» **Input for this task**:
»»
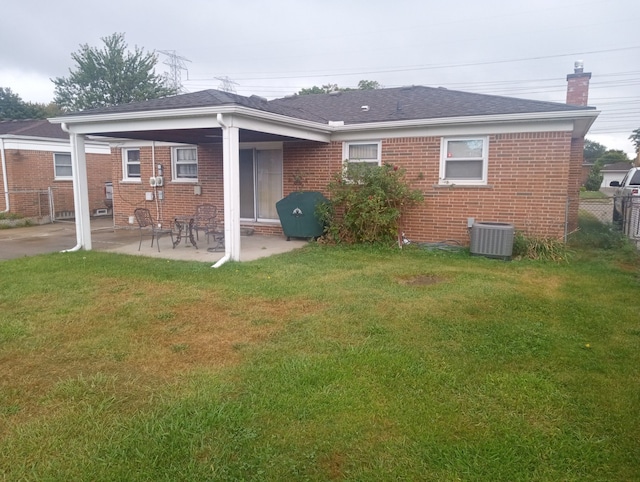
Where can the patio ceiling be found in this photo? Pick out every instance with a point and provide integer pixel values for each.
(196, 136)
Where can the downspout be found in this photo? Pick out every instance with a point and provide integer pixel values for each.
(227, 254)
(75, 198)
(4, 177)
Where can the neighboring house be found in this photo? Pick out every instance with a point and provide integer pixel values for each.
(491, 158)
(36, 174)
(614, 172)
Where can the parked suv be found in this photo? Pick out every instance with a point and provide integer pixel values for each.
(629, 186)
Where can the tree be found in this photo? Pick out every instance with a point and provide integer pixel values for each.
(592, 151)
(13, 107)
(369, 85)
(635, 139)
(328, 88)
(111, 76)
(612, 156)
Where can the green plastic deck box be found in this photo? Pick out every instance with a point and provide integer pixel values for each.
(297, 214)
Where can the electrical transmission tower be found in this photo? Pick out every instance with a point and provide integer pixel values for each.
(176, 65)
(227, 85)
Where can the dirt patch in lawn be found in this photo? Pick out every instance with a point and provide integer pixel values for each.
(421, 280)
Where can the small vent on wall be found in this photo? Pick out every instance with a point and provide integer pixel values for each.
(493, 240)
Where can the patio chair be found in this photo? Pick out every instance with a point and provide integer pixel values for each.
(149, 227)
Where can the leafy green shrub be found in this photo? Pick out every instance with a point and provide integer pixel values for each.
(366, 204)
(540, 248)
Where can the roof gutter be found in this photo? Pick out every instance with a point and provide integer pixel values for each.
(5, 181)
(583, 115)
(86, 119)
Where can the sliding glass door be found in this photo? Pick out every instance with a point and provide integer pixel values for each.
(260, 183)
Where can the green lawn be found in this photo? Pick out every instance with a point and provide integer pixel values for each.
(322, 364)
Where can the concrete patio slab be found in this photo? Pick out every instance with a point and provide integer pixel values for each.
(49, 238)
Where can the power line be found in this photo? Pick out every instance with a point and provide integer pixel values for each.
(176, 65)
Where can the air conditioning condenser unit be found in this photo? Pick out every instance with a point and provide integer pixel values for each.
(493, 240)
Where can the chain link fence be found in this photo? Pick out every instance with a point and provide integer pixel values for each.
(43, 205)
(622, 212)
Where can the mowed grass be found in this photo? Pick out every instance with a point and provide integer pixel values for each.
(321, 364)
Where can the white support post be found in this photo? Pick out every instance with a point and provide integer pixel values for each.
(231, 173)
(80, 191)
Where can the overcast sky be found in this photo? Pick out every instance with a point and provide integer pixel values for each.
(273, 48)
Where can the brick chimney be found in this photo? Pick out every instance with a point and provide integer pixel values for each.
(578, 85)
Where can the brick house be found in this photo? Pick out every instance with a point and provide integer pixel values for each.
(491, 158)
(36, 170)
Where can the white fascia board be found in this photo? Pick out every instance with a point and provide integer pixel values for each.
(201, 117)
(116, 142)
(453, 130)
(283, 129)
(577, 122)
(52, 145)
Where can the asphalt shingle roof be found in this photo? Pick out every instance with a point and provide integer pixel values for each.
(356, 106)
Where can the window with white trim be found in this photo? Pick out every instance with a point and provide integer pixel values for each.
(184, 161)
(362, 152)
(62, 165)
(131, 164)
(464, 161)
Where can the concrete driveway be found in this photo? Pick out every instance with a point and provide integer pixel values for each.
(58, 236)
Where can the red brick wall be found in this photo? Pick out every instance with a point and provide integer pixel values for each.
(527, 182)
(179, 197)
(29, 170)
(530, 178)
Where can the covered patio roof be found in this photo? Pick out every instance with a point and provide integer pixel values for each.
(228, 121)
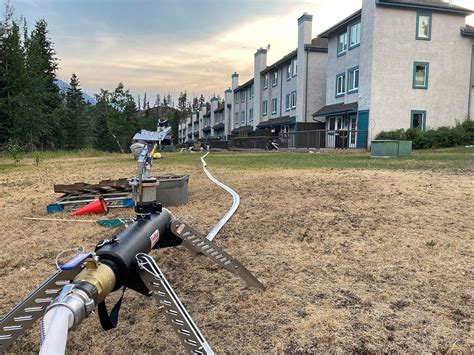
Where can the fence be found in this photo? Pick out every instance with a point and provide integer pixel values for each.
(316, 139)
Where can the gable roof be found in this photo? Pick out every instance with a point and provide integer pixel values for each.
(244, 85)
(467, 31)
(341, 24)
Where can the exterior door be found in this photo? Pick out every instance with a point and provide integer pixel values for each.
(362, 128)
(352, 131)
(331, 127)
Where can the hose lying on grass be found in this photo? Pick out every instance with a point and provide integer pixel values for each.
(235, 202)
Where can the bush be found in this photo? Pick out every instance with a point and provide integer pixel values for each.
(442, 137)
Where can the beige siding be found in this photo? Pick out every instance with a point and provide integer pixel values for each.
(395, 51)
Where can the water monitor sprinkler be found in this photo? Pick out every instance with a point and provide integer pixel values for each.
(83, 284)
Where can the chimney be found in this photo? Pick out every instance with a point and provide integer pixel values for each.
(260, 61)
(305, 24)
(235, 81)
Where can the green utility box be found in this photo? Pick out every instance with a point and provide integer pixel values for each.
(172, 190)
(390, 148)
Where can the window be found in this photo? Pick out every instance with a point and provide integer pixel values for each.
(265, 81)
(354, 39)
(423, 26)
(274, 106)
(420, 75)
(352, 80)
(418, 120)
(287, 102)
(340, 85)
(293, 99)
(342, 44)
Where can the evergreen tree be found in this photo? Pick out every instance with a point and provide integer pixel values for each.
(102, 138)
(41, 89)
(158, 100)
(182, 101)
(76, 123)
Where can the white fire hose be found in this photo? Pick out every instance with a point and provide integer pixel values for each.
(235, 202)
(55, 326)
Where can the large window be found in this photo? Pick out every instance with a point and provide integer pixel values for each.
(354, 35)
(287, 102)
(274, 106)
(265, 81)
(423, 26)
(353, 80)
(275, 78)
(340, 85)
(418, 119)
(293, 99)
(342, 44)
(421, 74)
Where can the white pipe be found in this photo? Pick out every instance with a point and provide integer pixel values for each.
(235, 202)
(55, 326)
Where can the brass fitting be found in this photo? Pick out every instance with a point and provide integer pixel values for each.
(99, 275)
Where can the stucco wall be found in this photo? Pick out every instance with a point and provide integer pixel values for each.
(396, 50)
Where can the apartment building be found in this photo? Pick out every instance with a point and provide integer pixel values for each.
(398, 64)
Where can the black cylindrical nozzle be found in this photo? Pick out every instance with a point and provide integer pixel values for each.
(140, 237)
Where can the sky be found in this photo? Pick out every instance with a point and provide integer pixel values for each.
(175, 45)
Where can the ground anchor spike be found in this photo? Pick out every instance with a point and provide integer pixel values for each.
(177, 316)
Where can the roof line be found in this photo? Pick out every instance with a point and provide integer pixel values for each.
(346, 21)
(441, 7)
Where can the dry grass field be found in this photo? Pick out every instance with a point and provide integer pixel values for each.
(366, 260)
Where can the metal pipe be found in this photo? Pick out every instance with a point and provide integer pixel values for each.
(235, 201)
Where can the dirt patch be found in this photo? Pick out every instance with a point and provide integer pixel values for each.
(354, 261)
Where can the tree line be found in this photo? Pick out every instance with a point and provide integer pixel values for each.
(36, 115)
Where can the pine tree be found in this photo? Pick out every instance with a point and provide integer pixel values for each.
(182, 100)
(76, 123)
(42, 91)
(102, 138)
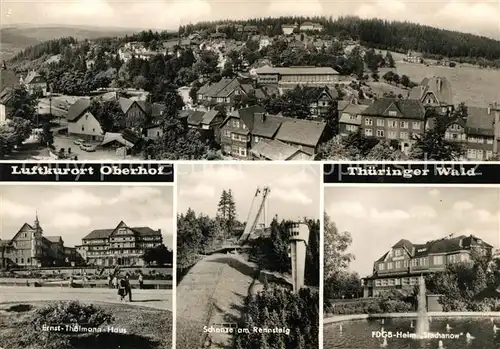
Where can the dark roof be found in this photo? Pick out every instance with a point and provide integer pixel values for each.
(302, 132)
(8, 79)
(106, 233)
(257, 121)
(439, 86)
(480, 122)
(209, 116)
(54, 238)
(195, 117)
(444, 245)
(404, 108)
(274, 150)
(77, 109)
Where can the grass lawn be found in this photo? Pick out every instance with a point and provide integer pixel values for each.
(472, 85)
(146, 329)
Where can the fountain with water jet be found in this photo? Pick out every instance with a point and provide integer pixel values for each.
(422, 327)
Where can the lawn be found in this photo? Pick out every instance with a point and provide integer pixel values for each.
(146, 329)
(472, 85)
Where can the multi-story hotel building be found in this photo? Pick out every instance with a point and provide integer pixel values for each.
(29, 248)
(290, 77)
(394, 120)
(405, 262)
(122, 245)
(479, 132)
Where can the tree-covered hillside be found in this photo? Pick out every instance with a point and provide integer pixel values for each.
(382, 34)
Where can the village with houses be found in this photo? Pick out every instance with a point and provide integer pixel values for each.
(271, 89)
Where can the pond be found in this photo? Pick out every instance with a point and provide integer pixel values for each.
(366, 334)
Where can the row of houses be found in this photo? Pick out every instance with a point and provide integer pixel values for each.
(121, 245)
(400, 120)
(402, 265)
(252, 133)
(289, 29)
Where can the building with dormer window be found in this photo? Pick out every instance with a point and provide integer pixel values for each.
(122, 245)
(405, 262)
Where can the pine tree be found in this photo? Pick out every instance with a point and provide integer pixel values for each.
(222, 207)
(231, 211)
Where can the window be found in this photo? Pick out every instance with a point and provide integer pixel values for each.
(471, 153)
(438, 260)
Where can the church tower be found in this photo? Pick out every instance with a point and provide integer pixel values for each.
(36, 241)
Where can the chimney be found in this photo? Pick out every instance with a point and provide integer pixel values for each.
(496, 131)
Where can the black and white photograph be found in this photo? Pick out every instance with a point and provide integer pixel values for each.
(273, 80)
(411, 267)
(86, 266)
(248, 256)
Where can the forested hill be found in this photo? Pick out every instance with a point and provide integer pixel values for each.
(385, 35)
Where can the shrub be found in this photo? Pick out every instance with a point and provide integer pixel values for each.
(279, 307)
(71, 312)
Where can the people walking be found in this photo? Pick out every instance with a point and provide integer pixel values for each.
(141, 281)
(129, 288)
(122, 289)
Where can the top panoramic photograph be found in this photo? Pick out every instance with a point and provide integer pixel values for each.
(269, 80)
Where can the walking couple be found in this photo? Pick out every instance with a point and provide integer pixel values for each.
(124, 288)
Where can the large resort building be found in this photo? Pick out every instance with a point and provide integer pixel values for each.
(401, 266)
(290, 77)
(123, 245)
(30, 248)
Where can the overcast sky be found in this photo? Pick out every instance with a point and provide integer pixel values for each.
(474, 16)
(74, 211)
(378, 218)
(294, 188)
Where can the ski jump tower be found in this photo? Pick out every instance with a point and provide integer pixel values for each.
(298, 240)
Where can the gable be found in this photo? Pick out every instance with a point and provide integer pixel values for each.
(122, 229)
(392, 111)
(26, 228)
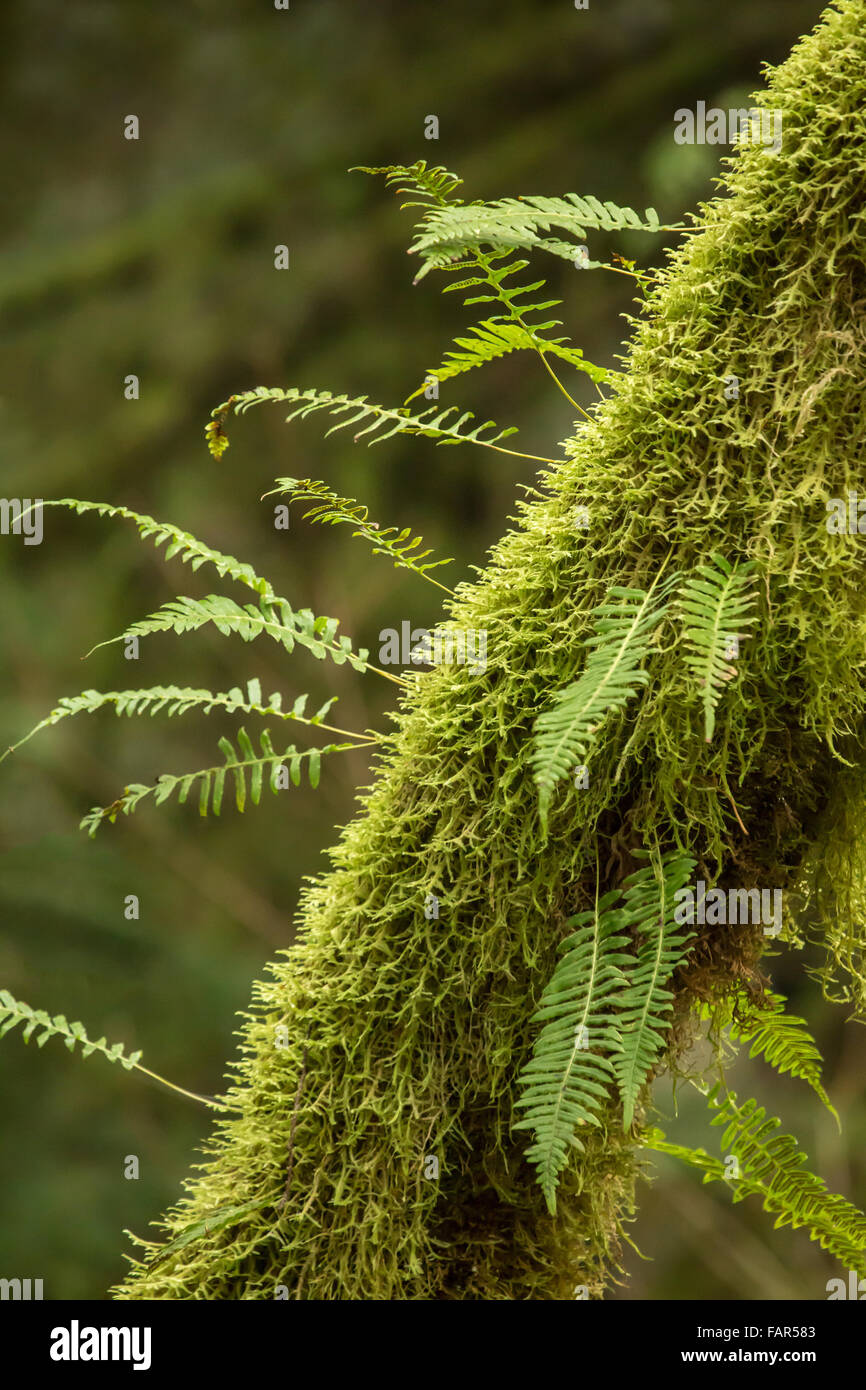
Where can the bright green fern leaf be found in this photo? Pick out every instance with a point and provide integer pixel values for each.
(772, 1168)
(784, 1041)
(15, 1011)
(624, 626)
(569, 1075)
(331, 510)
(642, 1019)
(716, 609)
(275, 619)
(211, 780)
(380, 421)
(177, 699)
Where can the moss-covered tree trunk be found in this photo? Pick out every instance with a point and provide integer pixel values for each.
(414, 1030)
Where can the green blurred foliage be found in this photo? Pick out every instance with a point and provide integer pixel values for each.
(156, 257)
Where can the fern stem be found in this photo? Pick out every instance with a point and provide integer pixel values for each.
(192, 1096)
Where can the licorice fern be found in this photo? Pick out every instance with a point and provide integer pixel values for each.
(515, 223)
(177, 699)
(715, 603)
(74, 1034)
(380, 421)
(623, 630)
(783, 1040)
(334, 510)
(211, 780)
(662, 947)
(772, 1168)
(277, 619)
(508, 331)
(569, 1073)
(603, 1012)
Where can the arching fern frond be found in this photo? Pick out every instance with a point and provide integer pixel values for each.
(715, 603)
(624, 626)
(15, 1011)
(430, 186)
(517, 223)
(495, 338)
(784, 1041)
(188, 548)
(242, 766)
(569, 1073)
(177, 699)
(642, 1009)
(380, 421)
(772, 1168)
(277, 620)
(332, 510)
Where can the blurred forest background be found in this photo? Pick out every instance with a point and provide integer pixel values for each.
(156, 257)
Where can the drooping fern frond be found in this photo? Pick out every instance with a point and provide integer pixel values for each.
««
» **What is required**: Repeat exactly, and only, the lines of the records above, starting with the line that contains "Where can the green blurred" and ending with the final line, both included.

» **Response for this exercise**:
Where can the green blurred foliage be found in this photo? Pick out every instance with a point and provide integer pixel values for each.
(156, 257)
Where can the fern stem be found in this photo? Pick out every instance with a point and provide integer pixel values for each.
(192, 1096)
Where can the licorice fern be found in this photo? Pick out every instance with a point and provide integer pixel values for each.
(515, 223)
(177, 699)
(715, 603)
(74, 1034)
(380, 421)
(623, 630)
(783, 1040)
(334, 510)
(211, 780)
(662, 947)
(772, 1168)
(277, 619)
(508, 331)
(569, 1073)
(603, 1012)
Where can the arching fern frond be found in this photo? Pick out every instance with a point and provide integer pixel values for each.
(715, 603)
(624, 626)
(15, 1011)
(430, 186)
(517, 223)
(495, 338)
(784, 1041)
(188, 548)
(242, 766)
(569, 1073)
(177, 699)
(642, 1009)
(380, 421)
(772, 1168)
(277, 620)
(332, 510)
Where can the blurred forest background be found in this photo? Pick out every instance with a point and provide integer pixel values for each.
(156, 257)
Where can the drooping fern frond be found in this photo? Pick out every instance with a point and provide integer pixel values for each.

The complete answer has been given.